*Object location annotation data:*
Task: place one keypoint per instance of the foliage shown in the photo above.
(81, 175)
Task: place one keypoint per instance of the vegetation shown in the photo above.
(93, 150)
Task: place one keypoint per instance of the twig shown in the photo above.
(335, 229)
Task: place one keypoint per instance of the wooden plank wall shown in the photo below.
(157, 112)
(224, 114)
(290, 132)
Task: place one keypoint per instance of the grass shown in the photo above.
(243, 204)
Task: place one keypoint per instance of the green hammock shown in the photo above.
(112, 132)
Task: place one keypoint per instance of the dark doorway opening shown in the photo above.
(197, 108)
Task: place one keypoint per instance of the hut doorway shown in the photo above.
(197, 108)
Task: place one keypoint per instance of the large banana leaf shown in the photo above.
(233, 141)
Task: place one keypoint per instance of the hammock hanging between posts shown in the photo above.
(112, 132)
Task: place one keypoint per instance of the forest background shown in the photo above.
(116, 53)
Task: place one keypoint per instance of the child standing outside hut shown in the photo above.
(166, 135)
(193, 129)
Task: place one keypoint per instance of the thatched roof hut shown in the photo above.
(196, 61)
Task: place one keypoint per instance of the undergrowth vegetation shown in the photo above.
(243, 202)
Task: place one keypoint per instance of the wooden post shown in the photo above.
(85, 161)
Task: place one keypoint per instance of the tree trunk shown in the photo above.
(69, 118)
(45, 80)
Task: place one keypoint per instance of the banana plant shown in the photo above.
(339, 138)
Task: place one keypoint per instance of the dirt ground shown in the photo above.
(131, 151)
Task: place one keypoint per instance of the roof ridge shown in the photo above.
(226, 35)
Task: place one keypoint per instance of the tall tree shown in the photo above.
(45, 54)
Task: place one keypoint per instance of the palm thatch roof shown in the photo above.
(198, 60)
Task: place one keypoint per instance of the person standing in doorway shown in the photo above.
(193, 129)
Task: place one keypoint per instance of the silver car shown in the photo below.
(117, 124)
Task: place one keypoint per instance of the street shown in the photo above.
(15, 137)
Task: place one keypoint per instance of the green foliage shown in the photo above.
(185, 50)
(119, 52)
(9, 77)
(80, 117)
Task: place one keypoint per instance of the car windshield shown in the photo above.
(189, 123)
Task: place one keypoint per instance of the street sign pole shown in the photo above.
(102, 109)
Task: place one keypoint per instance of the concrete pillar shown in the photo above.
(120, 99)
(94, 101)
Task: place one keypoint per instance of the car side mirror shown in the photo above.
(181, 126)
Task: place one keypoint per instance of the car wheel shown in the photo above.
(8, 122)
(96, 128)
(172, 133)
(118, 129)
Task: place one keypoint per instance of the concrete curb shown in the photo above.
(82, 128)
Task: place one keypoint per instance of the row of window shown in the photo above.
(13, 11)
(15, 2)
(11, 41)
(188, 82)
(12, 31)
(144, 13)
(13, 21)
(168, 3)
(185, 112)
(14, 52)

*Problem requirements:*
Give the entries once more, exactly as they appear.

*Expected output:*
Task: place one keypoint per instance of the foliage shown in the photo above.
(81, 175)
Task: place one keypoint per instance of the vegetation shown in the photo above.
(93, 150)
Task: place one keypoint per instance of the twig shown in the photo above.
(335, 229)
Task: place one keypoint per instance of the wooden plank wall shown in the photo below.
(157, 112)
(224, 114)
(290, 132)
Task: place one keypoint per instance of the grass shown in the photo above.
(243, 204)
Task: place one keypoint per instance of the green hammock shown in the photo above.
(112, 132)
Task: place one keypoint per instance of the dark doorway opening shown in the photo above.
(197, 108)
Task: place one keypoint per instance of the hut doorway shown in the photo above.
(197, 108)
Task: place one keypoint per instance of the large banana leaf shown in the photo above.
(233, 141)
Task: place one keypoint per instance of the hammock hanging between posts shown in the photo above.
(112, 132)
Task: place one keypoint per instance of the forest background shown in the photo above.
(116, 53)
Task: place one keypoint per instance of the child standing outside hut shown in the photo above.
(166, 135)
(193, 129)
Task: place one keypoint per instance of the thatched roof hut shown in the photo above.
(196, 61)
Task: place one keypoint per instance of the undergrowth vegetation shown in the photo above.
(243, 202)
Task: place one keypoint per instance of the wooden post shown in the photo above.
(85, 161)
Task: place one keypoint per instance of the tree trunk shown in the photo above.
(69, 118)
(45, 80)
Task: place one keypoint per instance of the banana plant shown in the photo above.
(339, 138)
Task: place one keypoint per instance of the dirt ground shown in the photo above.
(131, 151)
Task: place one keypoint per instance of the roof ridge shown in the photo above.
(226, 35)
Task: place one keypoint per instance of the tall tree shown in the photo above.
(45, 54)
Task: place one keypoint per instance of the palm thatch roof shown in the photo above.
(198, 60)
Task: place one keypoint per instance of the person standing in doorway shown in the photo above.
(193, 129)
Task: place one keypoint per instance of the silver car shown in the photo below.
(117, 124)
Task: place one keypoint per instance of the street shown in the photo above.
(15, 137)
Task: place one keypoint per instance of the green foliage shown in the photo above.
(185, 50)
(119, 52)
(9, 77)
(80, 117)
Task: place one keypoint per instance of the car windshield shown in the photo above.
(189, 123)
Task: place one keypoint per instance of the street sign pole shown in the photo above.
(102, 109)
Task: place one keypoint per instance of the concrete pillar shown in the photo above.
(120, 99)
(94, 101)
Task: place one keypoint per instance of the car side mirror shown in the photo above.
(181, 126)
Task: place one keypoint per instance of the car wheel shown in the photo above.
(8, 122)
(96, 128)
(172, 133)
(118, 129)
Task: place one keypoint per instance of the concrete curb shown in the photo above.
(82, 128)
Task: place one keypoint per instance of the row of window shown in the photo above.
(13, 11)
(15, 2)
(11, 41)
(188, 82)
(12, 31)
(144, 13)
(13, 21)
(168, 3)
(185, 112)
(14, 52)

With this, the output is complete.